→ **Text provided**
=====
Tuesday, February 28, 2017

Geometrikon New Planets


Attention! Our observatory has observed loads of new planets, some of them just like Earth. In fact just a few days ago we detected seven (or is it nine? or ten?) planets in the same system, some of which look just like Earth. Imagine how nice these places must be, equipped with fresh air and splashy water, and a few moons here or there, and some tasty edible manna fungus floating in the air. Wanna go? As the famously uncapitalized writer e.e.cummings once said, "listen, there's a hell of a good universe next door, let's go." And no Turnip there.

Black marker ink on sketchbook page, 3" x 3 1/2", colored in Photoshop, February 28, 2017.

Monday, February 27, 2017

Shakespeare Gets an "F"


Some of the things I did early in my commercial art-making life were cartoons for various magazines. I had lots of friends in the lower echelons of the comic book industry who edited and put out fan magazines. I would work for small change and all they needed to do was give me the idea they wanted. This one was for a pop culture zine which commented on comics and TV as if they were...literature? Naw, couldn't happen. Literary scholars and critics weren't worth the paper (way before Internet) they were printed on. Why, even Shakespeare himself would fail an academic essay question about his own work! Hence this little doodle from pop-academia, plenty of which still exists.
=====
→ **Box annotations for photos**
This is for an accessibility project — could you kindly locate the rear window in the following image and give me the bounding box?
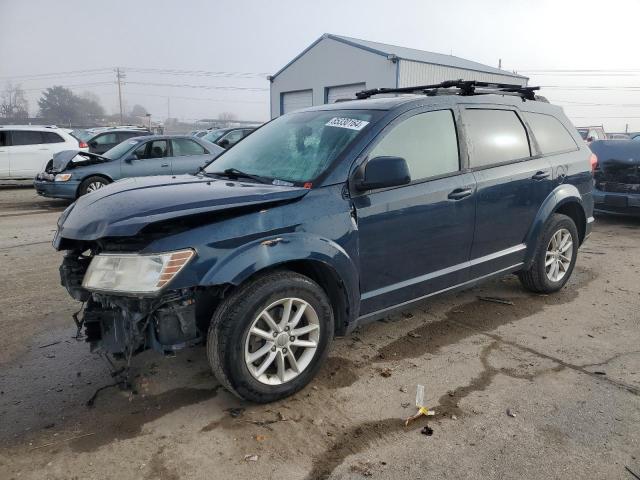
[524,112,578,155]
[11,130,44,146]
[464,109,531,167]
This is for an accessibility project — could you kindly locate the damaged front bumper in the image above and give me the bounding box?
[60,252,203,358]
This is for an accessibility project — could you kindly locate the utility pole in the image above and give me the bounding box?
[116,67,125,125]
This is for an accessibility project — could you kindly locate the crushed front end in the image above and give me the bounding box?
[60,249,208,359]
=====
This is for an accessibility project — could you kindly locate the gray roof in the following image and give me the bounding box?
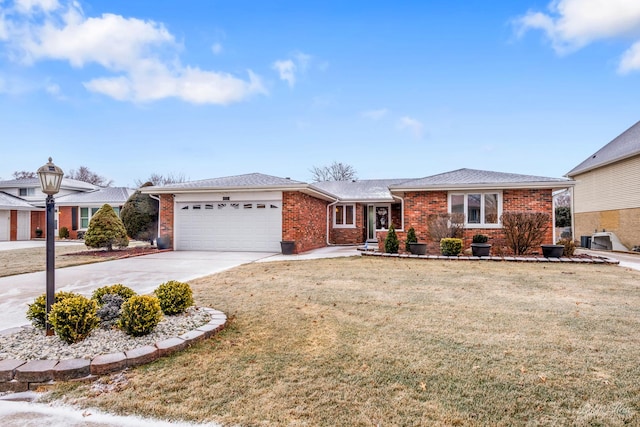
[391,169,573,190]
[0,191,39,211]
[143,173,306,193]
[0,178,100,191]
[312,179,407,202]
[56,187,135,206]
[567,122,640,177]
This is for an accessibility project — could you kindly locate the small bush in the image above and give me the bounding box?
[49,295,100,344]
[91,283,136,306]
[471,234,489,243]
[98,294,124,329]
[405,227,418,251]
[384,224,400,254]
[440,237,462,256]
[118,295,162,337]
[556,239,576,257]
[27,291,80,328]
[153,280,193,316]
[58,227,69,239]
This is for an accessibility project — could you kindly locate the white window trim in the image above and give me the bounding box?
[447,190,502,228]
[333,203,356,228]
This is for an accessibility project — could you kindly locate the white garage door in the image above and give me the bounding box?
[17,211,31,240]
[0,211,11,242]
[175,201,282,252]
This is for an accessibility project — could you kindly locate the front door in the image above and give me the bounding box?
=====
→ **Your tasks**
1/ Set down the cartoon blog word for word, from "Some of the things" to "which still exists.".
2/ Please take the cartoon blog further, starting right after its last sentence.
The data comes from a separate source.

→ **Final results**
1/
Some of the things I did early in my commercial art-making life were cartoons for various magazines. I had lots of friends in the lower echelons of the comic book industry who edited and put out fan magazines. I would work for small change and all they needed to do was give me the idea they wanted. This one was for a pop culture zine which commented on comics and TV as if they were...literature? Naw, couldn't happen. Literary scholars and critics weren't worth the paper (way before Internet) they were printed on. Why, even Shakespeare himself would fail an academic essay question about his own work! Hence this little doodle from pop-academia, plenty of which still exists.

2/
Ink on illustration board, 4" x 4", spring 1981.

Sunday, February 26, 2017

Barnard frame 3: Mystic Sight


In this frame, our visionary peers over the bed coverings to find that she has enhanced sight and the figures in front of her are sentient beings. This will be more evident in later panels. The author's visionary recital needs a bit of pictorial explanation as well as punctuation in order to make sense of it. That's what they pay me the big bucks for (this is a purely volunteer, experimental project).

Black and brown marker ink on sketchbook page, colored and lettered in Photoshop, 8" x 2 1/2", February 26, 2017.

Saturday, February 25, 2017

Breezeway


What's a "breezeway?" It just sounds like summer, even if you don't know. Well, a breezeway is an openwork walkway between two houses with a roof over it so you can walk through it and be refreshed by wind even if it is raining. The breezeway depicted here is on the south coast of Massachusetts, part of a luxury house I visited in 1985. You could see the ocean from this house. My memories of just who invited me there have breezed away though I think the hosts were the parents of one of my fellow fantasy and science fiction fans.

Black tech pen on sketchbook page, 7" x 7 1/2", August 30, 1985.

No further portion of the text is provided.